■ TO DO: Below are some records; repeat them all exactly, minus the pictures.
┄┄┄┄┄┄
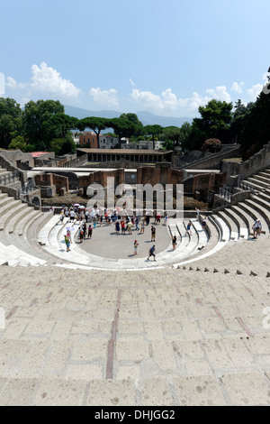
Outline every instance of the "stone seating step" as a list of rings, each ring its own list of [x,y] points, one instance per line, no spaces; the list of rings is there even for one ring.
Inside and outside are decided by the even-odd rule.
[[[248,234],[253,234],[252,226],[255,221],[253,216],[250,216],[249,213],[247,213],[247,210],[243,209],[239,203],[238,203],[238,205],[232,206],[231,209],[246,222],[247,227],[248,228]]]
[[[45,261],[38,259],[36,256],[28,254],[13,244],[6,246],[3,244],[0,244],[0,249],[1,261],[4,260],[7,262],[10,266],[27,266],[29,264],[38,266],[44,265],[46,263]]]
[[[269,181],[265,181],[261,177],[257,176],[253,176],[247,178],[248,182],[254,183],[257,186],[260,186],[261,189],[268,189],[270,187],[270,182]]]
[[[4,207],[10,205],[12,202],[18,203],[19,200],[15,200],[14,198],[8,197],[7,194],[2,193],[0,198],[0,214],[4,213]]]
[[[254,175],[254,177],[260,181],[270,184],[270,174],[266,174],[266,172],[258,172],[257,174]]]
[[[264,221],[262,221],[262,224],[264,226],[263,230],[267,230],[268,232],[270,228],[270,211],[265,207],[265,205],[262,204],[263,202],[259,198],[256,198],[256,196],[254,196],[252,199],[247,198],[244,203],[252,207],[256,213],[260,215],[260,217],[263,217],[265,221],[265,226]]]
[[[262,184],[260,183],[260,181],[254,181],[254,180],[243,180],[241,182],[243,182],[244,184],[247,184],[248,186],[250,186],[252,187],[255,190],[258,190],[258,191],[263,191],[264,189],[266,189],[268,187],[263,187]]]
[[[212,218],[217,223],[221,232],[221,241],[229,241],[230,238],[230,230],[227,223],[216,214],[212,215]]]
[[[22,207],[19,209],[17,213],[14,214],[13,217],[10,218],[8,224],[4,226],[4,231],[6,234],[12,234],[14,232],[16,226],[20,224],[20,222],[32,211],[32,207],[29,207],[28,204],[22,204],[26,205],[26,207]]]
[[[23,234],[26,234],[28,226],[30,225],[32,225],[35,220],[40,216],[40,214],[41,212],[40,210],[32,209],[15,226],[14,229],[14,234],[17,235],[23,235]]]
[[[239,237],[248,237],[248,227],[246,221],[237,214],[231,207],[226,207],[224,213],[227,214],[237,225]]]
[[[239,228],[230,215],[226,213],[226,209],[223,211],[217,211],[217,215],[220,217],[229,226],[230,231],[230,240],[238,240],[239,238]]]
[[[239,202],[238,206],[253,218],[252,226],[256,219],[260,219],[263,226],[263,231],[266,231],[266,228],[268,229],[267,221],[266,220],[264,215],[256,209],[257,205],[255,202],[252,202],[252,200],[249,199],[246,199],[244,202]],[[251,232],[253,233],[253,230],[251,230]]]
[[[3,215],[1,214],[1,222],[0,222],[0,231],[4,231],[7,226],[7,224],[10,222],[10,220],[14,217],[17,217],[18,213],[20,213],[22,210],[26,209],[28,207],[27,203],[22,203],[20,200],[14,206],[14,207],[10,208],[9,210],[5,211]]]

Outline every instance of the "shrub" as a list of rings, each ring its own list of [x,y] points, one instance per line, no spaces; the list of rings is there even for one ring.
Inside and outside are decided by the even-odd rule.
[[[221,148],[221,142],[218,138],[209,138],[203,143],[202,150],[203,152],[211,152],[212,153],[216,153]]]

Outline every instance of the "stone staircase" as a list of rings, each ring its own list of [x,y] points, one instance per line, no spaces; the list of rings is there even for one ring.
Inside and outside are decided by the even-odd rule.
[[[171,222],[176,250],[125,269],[68,261],[67,223],[0,193],[0,405],[268,406],[269,199]]]
[[[0,273],[1,405],[269,405],[266,278]]]

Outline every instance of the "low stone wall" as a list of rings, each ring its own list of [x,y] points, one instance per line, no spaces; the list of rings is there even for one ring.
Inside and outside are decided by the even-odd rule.
[[[236,175],[245,179],[267,167],[270,167],[270,143],[265,144],[263,149],[242,163],[222,161],[221,172],[227,173],[226,184],[231,187],[235,183],[235,178],[231,179]]]
[[[209,153],[208,153],[209,154]],[[220,170],[223,159],[238,157],[240,154],[240,147],[234,145],[231,148],[226,148],[219,153],[212,153],[211,156],[196,161],[184,166],[184,169],[200,169],[200,170]]]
┄┄┄┄┄┄
■ RESPONSE BELOW:
Outline every instance of the "stone seating step" as a list of rings, each ring its own list of [x,y] points, one instance per line, no spaces; the list of rings is there even for one ring.
Inside and outside are decided by the even-odd rule.
[[[248,234],[253,234],[252,226],[255,221],[253,216],[250,216],[249,213],[247,213],[247,210],[243,209],[239,203],[238,203],[238,205],[232,206],[231,209],[246,222],[247,227],[248,228]]]
[[[45,261],[38,259],[36,256],[28,254],[13,244],[6,246],[3,244],[0,244],[0,249],[1,261],[4,260],[7,262],[10,266],[27,266],[29,264],[38,266],[44,265],[46,263]]]
[[[269,181],[265,181],[261,177],[257,176],[253,176],[247,178],[248,182],[254,183],[257,186],[260,186],[261,189],[268,189],[270,187],[270,182]]]
[[[4,207],[10,205],[12,202],[18,203],[19,200],[15,200],[14,198],[8,197],[7,194],[2,193],[0,198],[0,214],[4,213]]]
[[[254,175],[254,177],[260,181],[270,184],[270,174],[266,174],[266,172],[258,172],[257,174]]]
[[[264,221],[262,221],[262,224],[264,226],[263,230],[267,230],[268,232],[270,228],[270,211],[265,207],[265,205],[262,204],[263,202],[259,198],[256,198],[256,196],[254,196],[252,199],[247,198],[244,203],[252,207],[256,213],[260,215],[260,217],[263,217],[265,221],[265,226]]]
[[[262,184],[260,183],[260,181],[254,181],[254,180],[243,180],[241,182],[243,182],[244,184],[247,184],[248,186],[250,186],[252,187],[255,190],[258,190],[258,191],[263,191],[264,189],[266,189],[268,187],[263,187]]]
[[[212,218],[217,223],[221,232],[221,241],[229,241],[230,238],[230,230],[227,223],[216,214],[212,215]]]
[[[22,207],[19,209],[17,213],[14,214],[13,217],[10,218],[8,224],[4,226],[4,231],[6,234],[12,234],[14,232],[16,226],[20,224],[20,222],[32,211],[32,207],[29,207],[28,204],[22,204],[26,205],[26,207]]]
[[[23,234],[26,234],[28,226],[30,225],[32,225],[35,220],[40,216],[40,214],[41,212],[40,210],[32,209],[15,226],[14,229],[14,234],[17,235],[23,235]]]
[[[239,237],[248,237],[248,227],[246,221],[237,214],[231,207],[226,207],[224,213],[227,214],[237,225]]]
[[[239,228],[230,215],[226,213],[226,209],[223,211],[217,211],[217,215],[220,217],[229,226],[230,231],[230,240],[238,240],[239,238]]]
[[[239,202],[238,206],[253,218],[252,226],[256,219],[260,219],[263,226],[263,231],[266,231],[266,228],[268,229],[267,221],[266,220],[264,215],[256,209],[257,205],[255,202],[252,202],[252,200],[249,199],[246,199],[244,202]],[[251,232],[253,233],[253,230],[251,230]]]
[[[3,215],[1,214],[1,222],[0,222],[0,231],[4,231],[7,226],[7,224],[10,222],[10,220],[14,217],[17,217],[18,213],[20,213],[22,210],[26,209],[28,207],[27,203],[22,203],[20,200],[14,206],[14,207],[10,208],[9,210],[5,211]]]

Outline every instance of the "shrub" as a list of rings, each ring its own list of [x,y] points, one instance per line, no spaces; the list of rings is there even for one ring.
Inside and outside are decided by the even-odd rule.
[[[221,148],[221,142],[218,138],[209,138],[203,143],[202,150],[203,152],[211,152],[212,153],[216,153]]]

Outline every instance of the "stone staircase" as a list of rings, each ring its own list of [x,y] points, one instance per line, no spaces; the list of rings is there even for one ring.
Inside and outside are decided by the even-odd rule.
[[[171,222],[176,250],[125,269],[68,261],[67,223],[0,193],[0,405],[268,406],[269,199]]]
[[[0,273],[1,405],[269,405],[266,278]]]

Outline every instance of the "low stone wall" as a list of rings, each ring its own list of [x,y] points, one instance per line, no spaces; the list of rings is there even for one ring.
Inside and outside are decided by the even-odd rule.
[[[236,175],[245,179],[267,167],[270,167],[270,143],[265,144],[263,149],[242,163],[222,161],[221,172],[227,173],[226,184],[231,187],[235,183],[235,178],[231,179]]]
[[[209,153],[208,153],[209,154]],[[220,170],[223,159],[238,157],[240,154],[240,147],[234,145],[231,148],[226,148],[219,153],[212,153],[211,156],[196,161],[184,166],[184,169],[200,169],[200,170]]]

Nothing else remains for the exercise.